Qué hacer:
#1 Reproduzca con total exactitud el pasaje del texto sobre la muerte de Francisco que comienza con las palabras que contienen "Todo en Roma" y termina con "pies de barro.".
#2 Responda, según el texto sobre la muerte de Francisco, las siguientes preguntas:
(a) ¿Qué líder conocida por su agnosticismo confeso acudió al funeral?
(b) ¿Quiénes mantenían conversaciones discretas en una sala adyacente mientras avanzaba el cortejo fúnebre?
(c) ¿Qué obra de Wolfgang Münchau se menciona?
#3 Escriba una continuación del texto sobre la muerte de Francisco que siga a partir de su última oración.

Fragmento del texto:
---
La muerte de Francisco, más que el fin de un pontificado, ha parecido sellar el final de un tiempo histórico. Los grandes relatos de la Modernidad, de la Ilustración, del Progreso, incluso los de la Redención cristiana, languidecen, mientras la realidad, brutal e inarticulada, irrumpe como un flujo incesante de datos, imágenes y fragmentos.
La Iglesia Católica, institución maestra en la producción de relatos durante siglos, se ha encontrado celebrando una ceremonia que, bajo su esplendor litúrgico, no podía ocultar una profunda vacuidad.
Los millones de have-nots observaban desde sus pantallas a los haves, impecablemente vestidos, peinados, en un desfile de solemnidad cuidadosamente calculada. Cada gesto, cada lágrima, cada mueca de recogimiento, retransmitido en alta definición, convertido en mercancía visual para el consumo global.
Incluso los no creyentes acudieron a la representación. Yolanda Díaz, conocida por su agnosticismo confeso, acudió al funeral como tantos otros líderes laicos. Su presencia recordaba al protagonista de San Manuel Bueno, mártir de Miguel de Unamuno, quien decía:
«El pueblo debe vivir de su fe. ¿Qué les importa que no crea yo si ellos creen?»
Hoy, los líderes seculares asumen los ritos religiosos no por convicción, sino porque perciben —con lucidez trágica— que en el vacío actual incluso las viejas ficciones son preferibles a ningún relato.
Mientras el cortejo fúnebre avanzaba bajo los cielos romanos, en alguna sala adyacente, Donald Trump y Volodímir Zelenski mantenían conversaciones discretas. Palestina, entretanto, seguía hundida en su interminable tragedia, sus muertos invisibles para un mundo cada vez más selectivo en sus duelos.
Todo en Roma parecía un eco desvaído de un orden en vías de extinción. Europa, Estados Unidos, el Occidente entero que surgió triunfante de la Segunda Guerra Mundial, celebraba su propia agonía bajo los frescos de Miguel Ángel.
Es imposible no pensar aquí en Kaput de Wolfgang Münchau ). Lejos del escenario de las bombas, Münchau diagnostica la descomposición silenciosa del «milagro alemán». Alemania no era tan invulnerable como creíamos: su dependencia energética, su atraso tecnológico, sus políticas neomercantilistas la han convertido en un coloso con pies de barro.
---
Datos mostrados:
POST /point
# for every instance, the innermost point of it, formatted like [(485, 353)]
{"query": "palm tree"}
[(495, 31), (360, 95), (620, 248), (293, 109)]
---
Respuestas de actividad:
#1
Todo en Roma parecía un eco desvaído de un orden en vías de extinción. Europa, Estados Unidos, el Occidente entero que surgió triunfante de la Segunda Guerra Mundial, celebraba su propia agonía bajo los frescos de Miguel Ángel.
Es imposible no pensar aquí en Kaput de Wolfgang Münchau ). Lejos del escenario de las bombas, Münchau diagnostica la descomposición silenciosa del «milagro alemán». Alemania no era tan invulnerable como creíamos: su dependencia energética, su atraso tecnológico, sus políticas neomercantilistas la han convertido en un coloso con pies de barro.

#2
(a) Yolanda Díaz acudió al funeral.
(b) Donald Trump y Volodímir Zelenski mantenían esas conversaciones.
(c) Se menciona la obra Kaput.

#3
«Kaput no significa solo roto, sino inútil para cualquier propósito», escribe Münchau.
Pero el derrumbe alemán no es un hecho aislado. Es el síntoma de un mal mayor: el agotamiento del modelo occidental. Durante décadas, hemos sostenido nuestro bienestar sobre tres pilares cada vez más quebradizos: un consumo desbordado, un deterioro ambiental creciente y una desigualdad social institucionalizada.
No es solo que hayamos perdido el rumbo; es que seguimos acelerando mientras el vehículo se descompone.
En el funeral del papa Francisco no estaba solo enterrándose un pontífice. Se estaban enterrando también los restos de una fe en el milagro de Occidente.
Quizá, como escribió Ernst Jünger en La emboscadura,
«vivimos en el ojo del torbellino del tiempo, y giramos en él, incapaces de ver la salida» .
El mundo que surgió tras 1945 se construyó sobre milagros: el milagro alemán, el francés, el americano, el japonés. Todos compartían la idea de una recuperación perpetua. Hoy, esas fórmulas suenan como rezos vacíos. Las nuevas crisis no son esporádicas ni coyunturales: son estructurales.
La ceremonia vaticana ha sido, tal vez, una profecía en acto: no el cierre de una era religiosa, sino el funeral de los milagros mismos.
Quizá nos quede aún representar la función hasta el final, como en Synecdoche, New York. Pero sabiendo, esta vez, que el teatro ya no tiene espectadores, y que los actores hace tiempo olvidaron el sentido de la obra.